#### EXERCISE 1
Answer these about the remembrance of Steve Cavanaugh, marking each answer (a), (b), (c):
(a) What illness was Steve diagnosed with?
(b) Where and when did the two families first meet?
(c) What instrument did the writer play during the visits?
#### EXERCISE 2
List every person named in the remembrance of Steve Cavanaugh.
#### EXERCISE 3
Carry on the remembrance of Steve Cavanaugh after its final sentence.

Our friend Steve Cavanaugh died yesterday after being diagnosed with pancreatic cancer a couple of months ago.
We're going to miss him dearly. His family and my family have been good friends for over 20 years. We first met them when they started coming to our church in the early 80s. Steve was a talented musician and singer and would bring his guitar with him whenever he, Becky, Lauren, and Chris would come to the house to visit, which was often back in the 80s and 90s. He would play guitar and sing for us and with us. I would play some piano. We would all tell stories and laugh. I loved those evenings.
The Cavanaughs were like an extension of our family. My family, wonderful as they are, are not musicians. They love music, but not from the inside--not the way a musician can. Steve understood my musician's love for music, and I understood his. It was good to have someone in the family, albeit an extended one, who shared a passion for something that meant so much to me.

#### PROVIDED INFORMATION
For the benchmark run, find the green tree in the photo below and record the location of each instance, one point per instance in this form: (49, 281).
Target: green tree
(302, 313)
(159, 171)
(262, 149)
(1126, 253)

--

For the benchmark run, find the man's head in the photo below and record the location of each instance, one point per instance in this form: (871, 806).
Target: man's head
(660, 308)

#### ANSWER BOX 1
(a) Pancreatic cancer.
(b) At the writer's church, in the early 80s.
(c) Piano.

#### ANSWER BOX 2
Steve Cavanaugh, Becky, Lauren, Chris

#### ANSWER BOX 3
My brother called this morning, and he, my sister, and I are talking about making a there-and-back road trip to Louisiana for the funeral. I have some Sunday obligations, but I may make the road trip anyway. My mom said it might be better for us to wait until we visit at Christmas, when we can spend more time with Becky and the family. She's right, of course, but part of me feels a deep need to go to this funeral.
Those of you who pray, please keep Steve's wife Becky, his daughter Lauren, his son Chris, and his daughter-in-law Annie in your prayers. I can't imagine the pain and shock that they are going through.